*** Material for the task ***
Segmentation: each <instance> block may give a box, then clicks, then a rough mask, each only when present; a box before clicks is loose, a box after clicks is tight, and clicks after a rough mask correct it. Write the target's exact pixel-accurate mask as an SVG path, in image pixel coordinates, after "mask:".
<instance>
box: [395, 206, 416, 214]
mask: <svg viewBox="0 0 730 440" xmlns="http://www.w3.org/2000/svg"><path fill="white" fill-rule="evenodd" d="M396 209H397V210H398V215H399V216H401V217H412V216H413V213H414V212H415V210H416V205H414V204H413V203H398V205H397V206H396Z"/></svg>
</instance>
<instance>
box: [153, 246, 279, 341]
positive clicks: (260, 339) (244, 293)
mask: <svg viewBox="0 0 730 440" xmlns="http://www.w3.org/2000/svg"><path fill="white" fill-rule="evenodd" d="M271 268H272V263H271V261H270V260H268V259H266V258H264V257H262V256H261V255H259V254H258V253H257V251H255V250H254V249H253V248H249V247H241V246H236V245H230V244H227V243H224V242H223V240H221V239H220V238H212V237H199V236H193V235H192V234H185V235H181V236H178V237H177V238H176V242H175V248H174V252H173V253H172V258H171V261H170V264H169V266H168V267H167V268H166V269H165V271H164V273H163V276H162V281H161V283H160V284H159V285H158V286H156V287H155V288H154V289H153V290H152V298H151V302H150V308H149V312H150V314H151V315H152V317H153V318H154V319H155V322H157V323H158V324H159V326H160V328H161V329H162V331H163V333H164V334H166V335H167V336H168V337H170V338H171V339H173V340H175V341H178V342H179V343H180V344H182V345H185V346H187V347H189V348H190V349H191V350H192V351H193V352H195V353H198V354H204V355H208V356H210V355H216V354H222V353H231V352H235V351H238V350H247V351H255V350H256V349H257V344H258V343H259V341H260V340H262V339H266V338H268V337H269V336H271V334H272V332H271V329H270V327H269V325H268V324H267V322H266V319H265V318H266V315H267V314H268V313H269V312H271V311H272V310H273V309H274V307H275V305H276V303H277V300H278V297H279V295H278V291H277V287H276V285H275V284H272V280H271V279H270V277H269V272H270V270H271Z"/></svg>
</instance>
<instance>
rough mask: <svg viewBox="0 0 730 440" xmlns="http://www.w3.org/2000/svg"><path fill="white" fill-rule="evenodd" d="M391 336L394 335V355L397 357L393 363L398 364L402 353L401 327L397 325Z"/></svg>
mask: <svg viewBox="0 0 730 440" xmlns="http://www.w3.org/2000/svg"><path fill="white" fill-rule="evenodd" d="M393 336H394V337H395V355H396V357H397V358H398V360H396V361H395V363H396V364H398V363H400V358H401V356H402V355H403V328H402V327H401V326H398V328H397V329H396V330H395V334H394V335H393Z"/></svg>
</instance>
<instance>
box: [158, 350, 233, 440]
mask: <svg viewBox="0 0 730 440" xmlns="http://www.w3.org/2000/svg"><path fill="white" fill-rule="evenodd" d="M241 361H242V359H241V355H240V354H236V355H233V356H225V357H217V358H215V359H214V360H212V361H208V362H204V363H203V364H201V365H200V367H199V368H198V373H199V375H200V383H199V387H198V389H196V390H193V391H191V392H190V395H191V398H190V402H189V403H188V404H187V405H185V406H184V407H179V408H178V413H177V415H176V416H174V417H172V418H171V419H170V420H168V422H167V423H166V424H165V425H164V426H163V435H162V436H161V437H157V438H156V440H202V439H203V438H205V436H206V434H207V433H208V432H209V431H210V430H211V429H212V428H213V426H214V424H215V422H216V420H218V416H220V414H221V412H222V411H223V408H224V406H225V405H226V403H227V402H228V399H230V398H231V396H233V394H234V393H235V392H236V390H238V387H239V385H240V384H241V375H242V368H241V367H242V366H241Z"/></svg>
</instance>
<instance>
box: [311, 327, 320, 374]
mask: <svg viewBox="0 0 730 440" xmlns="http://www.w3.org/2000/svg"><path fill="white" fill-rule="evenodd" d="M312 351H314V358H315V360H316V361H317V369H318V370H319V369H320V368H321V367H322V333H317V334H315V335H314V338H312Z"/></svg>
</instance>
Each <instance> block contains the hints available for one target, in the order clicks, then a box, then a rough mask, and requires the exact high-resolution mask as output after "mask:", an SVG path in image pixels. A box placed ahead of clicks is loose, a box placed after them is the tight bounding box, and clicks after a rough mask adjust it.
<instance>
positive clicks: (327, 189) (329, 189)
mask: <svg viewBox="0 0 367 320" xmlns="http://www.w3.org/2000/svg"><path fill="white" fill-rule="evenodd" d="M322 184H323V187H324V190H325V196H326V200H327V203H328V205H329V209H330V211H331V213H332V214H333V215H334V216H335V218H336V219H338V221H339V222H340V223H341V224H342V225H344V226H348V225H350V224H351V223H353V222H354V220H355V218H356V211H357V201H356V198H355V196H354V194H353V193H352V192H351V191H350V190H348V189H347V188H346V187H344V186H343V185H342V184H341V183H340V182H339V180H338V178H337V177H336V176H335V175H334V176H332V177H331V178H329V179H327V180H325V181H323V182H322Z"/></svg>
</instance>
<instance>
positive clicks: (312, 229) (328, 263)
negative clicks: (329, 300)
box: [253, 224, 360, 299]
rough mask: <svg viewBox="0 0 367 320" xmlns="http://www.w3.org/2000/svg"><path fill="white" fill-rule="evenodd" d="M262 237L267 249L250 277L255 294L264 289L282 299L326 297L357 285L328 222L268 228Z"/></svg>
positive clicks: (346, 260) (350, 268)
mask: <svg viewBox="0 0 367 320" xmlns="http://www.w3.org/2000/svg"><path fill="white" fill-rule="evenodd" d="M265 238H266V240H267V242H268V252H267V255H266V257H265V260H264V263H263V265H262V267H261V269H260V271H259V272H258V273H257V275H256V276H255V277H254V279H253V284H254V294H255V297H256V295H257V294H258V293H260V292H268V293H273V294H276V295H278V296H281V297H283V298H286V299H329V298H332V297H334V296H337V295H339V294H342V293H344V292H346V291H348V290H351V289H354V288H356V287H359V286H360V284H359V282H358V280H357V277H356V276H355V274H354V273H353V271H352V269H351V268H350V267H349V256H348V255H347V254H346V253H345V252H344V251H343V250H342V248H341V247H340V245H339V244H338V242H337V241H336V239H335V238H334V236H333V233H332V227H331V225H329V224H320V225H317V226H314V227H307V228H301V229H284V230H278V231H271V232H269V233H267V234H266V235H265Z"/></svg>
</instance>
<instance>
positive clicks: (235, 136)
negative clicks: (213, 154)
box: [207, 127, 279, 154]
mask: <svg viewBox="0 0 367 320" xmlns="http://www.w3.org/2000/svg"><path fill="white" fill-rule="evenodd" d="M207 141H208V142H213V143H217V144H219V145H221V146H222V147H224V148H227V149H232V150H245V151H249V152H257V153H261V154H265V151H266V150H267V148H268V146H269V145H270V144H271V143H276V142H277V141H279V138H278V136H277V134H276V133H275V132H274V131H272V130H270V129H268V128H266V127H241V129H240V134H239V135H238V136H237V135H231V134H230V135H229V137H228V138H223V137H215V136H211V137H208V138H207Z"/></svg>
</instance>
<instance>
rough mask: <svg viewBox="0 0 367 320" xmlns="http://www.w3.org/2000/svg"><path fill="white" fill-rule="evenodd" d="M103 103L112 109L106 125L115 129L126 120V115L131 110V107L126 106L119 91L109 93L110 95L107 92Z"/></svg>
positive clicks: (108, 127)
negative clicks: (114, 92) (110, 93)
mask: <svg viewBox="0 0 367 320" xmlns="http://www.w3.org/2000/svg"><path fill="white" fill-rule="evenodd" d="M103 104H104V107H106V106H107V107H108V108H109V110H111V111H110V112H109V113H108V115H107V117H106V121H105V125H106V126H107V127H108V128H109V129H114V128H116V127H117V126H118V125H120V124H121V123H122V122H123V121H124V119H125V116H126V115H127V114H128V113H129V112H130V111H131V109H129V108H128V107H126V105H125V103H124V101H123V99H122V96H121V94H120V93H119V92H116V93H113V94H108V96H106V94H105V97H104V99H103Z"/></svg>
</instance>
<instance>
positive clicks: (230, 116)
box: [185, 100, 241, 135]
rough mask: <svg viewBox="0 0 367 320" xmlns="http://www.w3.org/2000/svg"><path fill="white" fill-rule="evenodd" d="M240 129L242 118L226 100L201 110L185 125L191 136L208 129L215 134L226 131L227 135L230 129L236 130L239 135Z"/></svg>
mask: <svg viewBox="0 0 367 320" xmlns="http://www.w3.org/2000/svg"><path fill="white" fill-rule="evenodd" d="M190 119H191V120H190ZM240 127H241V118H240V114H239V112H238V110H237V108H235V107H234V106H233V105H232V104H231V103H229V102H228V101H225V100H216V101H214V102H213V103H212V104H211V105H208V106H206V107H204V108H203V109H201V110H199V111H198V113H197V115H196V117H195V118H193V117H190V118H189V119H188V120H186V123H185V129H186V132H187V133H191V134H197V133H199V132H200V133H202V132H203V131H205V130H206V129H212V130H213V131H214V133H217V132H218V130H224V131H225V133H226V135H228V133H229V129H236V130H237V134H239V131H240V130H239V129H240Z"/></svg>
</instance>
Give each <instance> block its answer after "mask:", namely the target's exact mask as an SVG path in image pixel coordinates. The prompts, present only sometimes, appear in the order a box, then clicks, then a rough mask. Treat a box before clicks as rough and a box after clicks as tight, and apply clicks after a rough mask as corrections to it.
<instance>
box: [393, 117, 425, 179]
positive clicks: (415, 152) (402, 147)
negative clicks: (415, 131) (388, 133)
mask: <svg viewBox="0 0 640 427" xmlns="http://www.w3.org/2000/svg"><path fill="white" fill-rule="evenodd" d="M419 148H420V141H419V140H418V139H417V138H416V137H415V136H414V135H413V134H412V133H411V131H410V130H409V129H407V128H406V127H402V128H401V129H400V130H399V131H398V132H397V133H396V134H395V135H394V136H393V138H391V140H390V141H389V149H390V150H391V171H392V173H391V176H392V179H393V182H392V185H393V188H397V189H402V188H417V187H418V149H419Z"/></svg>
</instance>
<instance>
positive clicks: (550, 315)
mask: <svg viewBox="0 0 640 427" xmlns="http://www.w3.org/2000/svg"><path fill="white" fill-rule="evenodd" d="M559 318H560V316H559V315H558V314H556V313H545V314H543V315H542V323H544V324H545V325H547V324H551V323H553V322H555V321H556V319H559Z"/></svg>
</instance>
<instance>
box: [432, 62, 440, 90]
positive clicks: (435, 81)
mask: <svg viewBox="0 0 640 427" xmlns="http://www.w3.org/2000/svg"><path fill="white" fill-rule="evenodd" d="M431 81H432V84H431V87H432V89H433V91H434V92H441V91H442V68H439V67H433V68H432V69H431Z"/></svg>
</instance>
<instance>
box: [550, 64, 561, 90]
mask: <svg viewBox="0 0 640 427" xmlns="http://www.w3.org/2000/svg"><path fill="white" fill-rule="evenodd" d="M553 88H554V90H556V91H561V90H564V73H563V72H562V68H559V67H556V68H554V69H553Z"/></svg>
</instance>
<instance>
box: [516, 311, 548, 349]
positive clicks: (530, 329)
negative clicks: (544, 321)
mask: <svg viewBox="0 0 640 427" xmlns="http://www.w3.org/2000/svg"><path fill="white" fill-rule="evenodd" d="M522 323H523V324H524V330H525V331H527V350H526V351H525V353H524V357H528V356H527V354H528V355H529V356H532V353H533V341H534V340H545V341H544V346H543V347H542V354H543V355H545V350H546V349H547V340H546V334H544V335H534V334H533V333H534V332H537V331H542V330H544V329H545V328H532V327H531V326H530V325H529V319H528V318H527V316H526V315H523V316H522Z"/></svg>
***
• [What you are asked to do]: Please list each line of the items above that contains the word "order".

• [Solution]:
Each <instance> block contains the hints available for one target, in the order clicks, then a box, then a rough mask, and requires the exact high-resolution mask as output after "mask:", an SVG path in image pixels. A box placed ahead of clicks is loose, a box placed after them is the tight bounding box, and clicks after a rough mask adjust it.
Give each <instance> block its answer after "mask:", namely the target's exact mask as an SVG path in image pixel coordinates. The prompts, present only sometimes, appear in the order a box, then clicks, then a rough mask. Treat a box before clicks as rough and a box after clicks as tight, and apply clicks after a rough mask as corrections to it.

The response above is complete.